• [TEXTE À LIRE]:
Pour Braudel les villes-monde se font et se défont, incarnant à chaque époque le lieux le plus avancés du mouvement capitaliste...


"pour braudel le mouvement de l'économie peut être comparé à des ondes, c'est un mouvement semblable à celui d'un séisme qui s'étend à partir d'un épicentre d'intensité maximale. Chaque épicentre est une zone de télécommande qui transmet ou reçoit des informations du milieu environnant, en le manipulant, mais en étant à son tour manipulé par lui. De même que les étoiles naissent et meurent, ainsi la lumière des villes-monde brille, puis tend à s'éteindre quand le coeur propulseur bat plus"
(Giuliana Gemelli)

la mort de l'ordinateur n'est que l'une des morts après bien d'autres dont on nous parle depuis longtemps, après celles de dieu, de l'homme, du livre, du cinéma, de la télé...

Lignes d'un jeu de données
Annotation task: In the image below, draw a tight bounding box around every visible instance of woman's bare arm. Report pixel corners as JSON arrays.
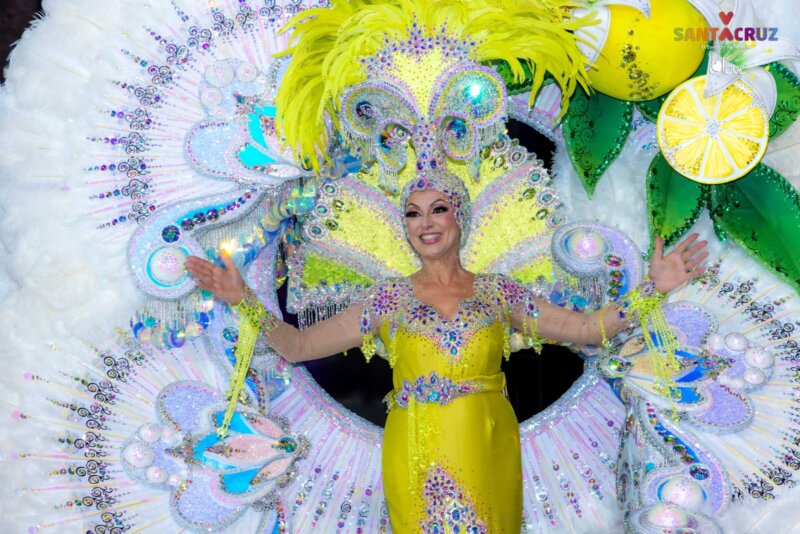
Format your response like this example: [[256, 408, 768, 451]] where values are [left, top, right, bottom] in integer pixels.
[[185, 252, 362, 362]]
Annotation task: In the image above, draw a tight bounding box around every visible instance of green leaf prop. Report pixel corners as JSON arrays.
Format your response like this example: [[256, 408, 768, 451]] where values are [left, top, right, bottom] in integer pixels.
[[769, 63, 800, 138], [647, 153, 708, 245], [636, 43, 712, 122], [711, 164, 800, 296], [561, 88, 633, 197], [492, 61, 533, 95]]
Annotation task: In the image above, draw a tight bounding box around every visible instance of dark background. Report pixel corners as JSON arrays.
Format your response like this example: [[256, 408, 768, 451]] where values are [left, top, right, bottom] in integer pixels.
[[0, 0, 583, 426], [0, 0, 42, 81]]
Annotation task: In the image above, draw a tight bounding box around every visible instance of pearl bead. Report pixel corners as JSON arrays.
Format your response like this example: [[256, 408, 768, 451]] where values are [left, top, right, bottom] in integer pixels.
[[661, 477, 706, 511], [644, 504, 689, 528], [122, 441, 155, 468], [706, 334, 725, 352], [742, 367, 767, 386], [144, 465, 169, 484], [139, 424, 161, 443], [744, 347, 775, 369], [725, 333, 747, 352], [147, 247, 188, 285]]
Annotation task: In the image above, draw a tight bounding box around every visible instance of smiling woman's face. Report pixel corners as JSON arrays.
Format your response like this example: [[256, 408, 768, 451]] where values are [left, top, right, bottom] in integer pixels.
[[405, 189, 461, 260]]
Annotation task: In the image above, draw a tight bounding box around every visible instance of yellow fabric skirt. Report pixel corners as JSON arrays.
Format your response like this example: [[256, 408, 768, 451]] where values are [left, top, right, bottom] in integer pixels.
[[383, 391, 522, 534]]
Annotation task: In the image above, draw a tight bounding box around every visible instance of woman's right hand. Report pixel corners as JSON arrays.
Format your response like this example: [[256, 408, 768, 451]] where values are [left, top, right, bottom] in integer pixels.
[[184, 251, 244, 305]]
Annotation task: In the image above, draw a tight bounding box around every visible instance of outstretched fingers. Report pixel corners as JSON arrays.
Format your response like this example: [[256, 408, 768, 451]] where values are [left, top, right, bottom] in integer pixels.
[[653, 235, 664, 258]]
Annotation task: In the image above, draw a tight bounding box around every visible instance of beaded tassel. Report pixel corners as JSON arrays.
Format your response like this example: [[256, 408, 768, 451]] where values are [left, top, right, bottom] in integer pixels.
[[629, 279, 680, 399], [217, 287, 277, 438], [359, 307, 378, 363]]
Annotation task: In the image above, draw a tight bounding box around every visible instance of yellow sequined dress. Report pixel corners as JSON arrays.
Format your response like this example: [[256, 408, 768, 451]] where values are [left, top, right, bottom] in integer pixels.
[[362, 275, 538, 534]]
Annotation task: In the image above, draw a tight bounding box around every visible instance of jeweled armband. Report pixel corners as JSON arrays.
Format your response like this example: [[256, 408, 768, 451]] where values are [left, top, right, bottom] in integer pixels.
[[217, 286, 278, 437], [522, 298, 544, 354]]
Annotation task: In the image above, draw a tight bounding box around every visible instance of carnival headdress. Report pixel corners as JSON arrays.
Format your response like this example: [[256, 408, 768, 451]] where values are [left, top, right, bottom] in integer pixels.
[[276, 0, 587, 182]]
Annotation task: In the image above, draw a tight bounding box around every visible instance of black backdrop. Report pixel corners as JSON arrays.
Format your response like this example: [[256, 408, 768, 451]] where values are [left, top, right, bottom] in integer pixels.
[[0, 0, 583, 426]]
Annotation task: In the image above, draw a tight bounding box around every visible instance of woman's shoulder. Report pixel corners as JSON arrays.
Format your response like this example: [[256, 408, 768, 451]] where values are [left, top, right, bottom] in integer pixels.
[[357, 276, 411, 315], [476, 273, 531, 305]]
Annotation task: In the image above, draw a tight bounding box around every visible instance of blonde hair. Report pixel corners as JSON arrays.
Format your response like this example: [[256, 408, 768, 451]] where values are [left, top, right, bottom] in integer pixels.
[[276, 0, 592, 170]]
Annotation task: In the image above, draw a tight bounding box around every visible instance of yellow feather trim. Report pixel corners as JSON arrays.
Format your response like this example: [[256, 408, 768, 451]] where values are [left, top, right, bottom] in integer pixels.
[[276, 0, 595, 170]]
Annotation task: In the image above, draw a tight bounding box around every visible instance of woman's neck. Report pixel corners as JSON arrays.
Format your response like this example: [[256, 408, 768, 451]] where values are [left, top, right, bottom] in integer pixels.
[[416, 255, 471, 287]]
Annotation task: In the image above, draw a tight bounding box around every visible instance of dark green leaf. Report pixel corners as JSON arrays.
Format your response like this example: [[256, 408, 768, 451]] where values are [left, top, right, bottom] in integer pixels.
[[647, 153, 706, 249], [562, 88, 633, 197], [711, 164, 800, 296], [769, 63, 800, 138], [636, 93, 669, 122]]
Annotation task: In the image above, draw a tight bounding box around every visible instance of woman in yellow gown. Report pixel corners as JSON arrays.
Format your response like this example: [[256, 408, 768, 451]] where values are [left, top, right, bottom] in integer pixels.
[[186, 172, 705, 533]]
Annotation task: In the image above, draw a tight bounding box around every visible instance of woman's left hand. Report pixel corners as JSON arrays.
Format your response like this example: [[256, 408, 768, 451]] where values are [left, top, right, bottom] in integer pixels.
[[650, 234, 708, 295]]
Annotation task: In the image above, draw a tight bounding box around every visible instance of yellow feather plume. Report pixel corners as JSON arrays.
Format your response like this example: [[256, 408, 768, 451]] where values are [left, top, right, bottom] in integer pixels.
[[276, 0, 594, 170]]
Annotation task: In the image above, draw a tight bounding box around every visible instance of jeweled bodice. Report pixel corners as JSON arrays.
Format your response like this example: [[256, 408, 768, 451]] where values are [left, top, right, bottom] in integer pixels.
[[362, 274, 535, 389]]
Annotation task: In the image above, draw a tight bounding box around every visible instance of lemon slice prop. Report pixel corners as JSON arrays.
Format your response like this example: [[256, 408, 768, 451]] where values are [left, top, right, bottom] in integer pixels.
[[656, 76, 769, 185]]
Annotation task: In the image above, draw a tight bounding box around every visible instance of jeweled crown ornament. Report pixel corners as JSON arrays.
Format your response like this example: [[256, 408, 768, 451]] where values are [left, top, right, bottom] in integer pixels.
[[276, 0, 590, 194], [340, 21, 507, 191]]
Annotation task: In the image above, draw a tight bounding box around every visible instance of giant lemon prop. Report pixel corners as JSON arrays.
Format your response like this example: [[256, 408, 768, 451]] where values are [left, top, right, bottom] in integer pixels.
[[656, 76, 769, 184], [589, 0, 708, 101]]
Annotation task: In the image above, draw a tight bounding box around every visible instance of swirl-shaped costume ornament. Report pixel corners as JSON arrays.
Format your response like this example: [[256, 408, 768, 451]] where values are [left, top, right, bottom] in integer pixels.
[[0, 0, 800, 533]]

• [EXERCICES]:
- a) Reproduisez le passage du texte à lire qui commence aux mots « (Giuliana Gemelli) » et s'arrête après les mots « de la télé... ».
- b) Répondez aux questions suivantes à l'aide du texte à lire.
(i) Selon Braudel, à quoi le mouvement de l'économie peut-il être comparé ?
(ii) Quelles morts sont mentionnées avant celle de l'ordinateur ?
(iii) À qui la citation entre guillemets est-elle attribuée ?

• [CORRIGÉ]:
- a)
(Giuliana Gemelli)

la mort de l'ordinateur n'est que l'une des morts après bien d'autres dont on nous parle depuis longtemps, après celles de dieu, de l'homme, du livre, du cinéma, de la télé...

- b)
(i) À des ondes, un mouvement semblable à celui d'un séisme qui s'étend à partir d'un épicentre d'intensité maximale.
(ii) Celles de dieu, de l'homme, du livre, du cinéma et de la télé.
(iii) À Giuliana Gemelli.